In a large pot cook all the meat at once in hot oil over medium-high heat for 15 to 20 minutes or until brown, stirring occasionally. Drain off excess fat. Add the 4 cups water, sliced onion, garlic, Worcestershire sauce, lemon juice, sugar, salt, paprika, pepper, bay leaf, and allspice. Bring just to boiling; reduce heat. Simmer, covered, for 2 hours, stirring occasionally.
2.
Stir in carrots, halved onions, and potatoes. Return to boiling; reduce heat. Simmer, covered, about 30 minutes more or until meat and vegetables are tender. Discard bay leaf.
3.

## PROVIDED DATA
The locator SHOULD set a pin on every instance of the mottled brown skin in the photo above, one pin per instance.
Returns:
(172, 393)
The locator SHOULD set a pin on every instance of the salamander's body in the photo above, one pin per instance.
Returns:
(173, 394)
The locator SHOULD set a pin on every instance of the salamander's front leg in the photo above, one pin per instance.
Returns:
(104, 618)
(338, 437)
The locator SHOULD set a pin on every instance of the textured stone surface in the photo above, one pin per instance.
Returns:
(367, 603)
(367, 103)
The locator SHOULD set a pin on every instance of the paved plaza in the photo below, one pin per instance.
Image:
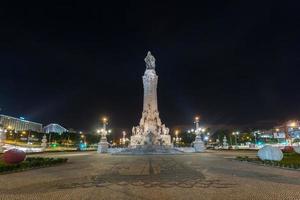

## WORK INSTRUCTIONS
a) Rewrite the stew recipe, beginning at the words "In a large pot" and stopping after "hours, stirring occasionally.", and switch "paprika" to "cumin".
b) Resume the stew recipe at the point where it stops.

## WRITTEN ANSWERS
a)
In a large pot cook all the meat at once in hot oil over medium-high heat for 15 to 20 minutes or until brown, stirring occasionally. Drain off excess fat. Add the 4 cups water, sliced onion, garlic, Worcestershire sauce, lemon juice, sugar, salt, cumin, pepper, bay leaf, and allspice. Bring just to boiling; reduce heat. Simmer, covered, for 2 hours, stirring occasionally.

b)
In a screw-top jar shake together the 1/2 cup cold water and flour until combined. Stir into stew. Cook and stir until thickened and bubbly; cook 1 minute more. Season stew to taste with salt and pepper. Sprinkle each serving with snipped parsley, if desired. Makes 6 servings.
Nutrition information
Per serving: Calories 389, Total Fat 13 g, Saturated Fat 4 g, Cholesterol 82 mg, Sodium 338 mg, Carbohydrate 37 g, Fiber 5 g, Protein 31 g. Daily Values: Vitamin A 171%, Vitamin C 37%, Calcium 5%, Iron 30%.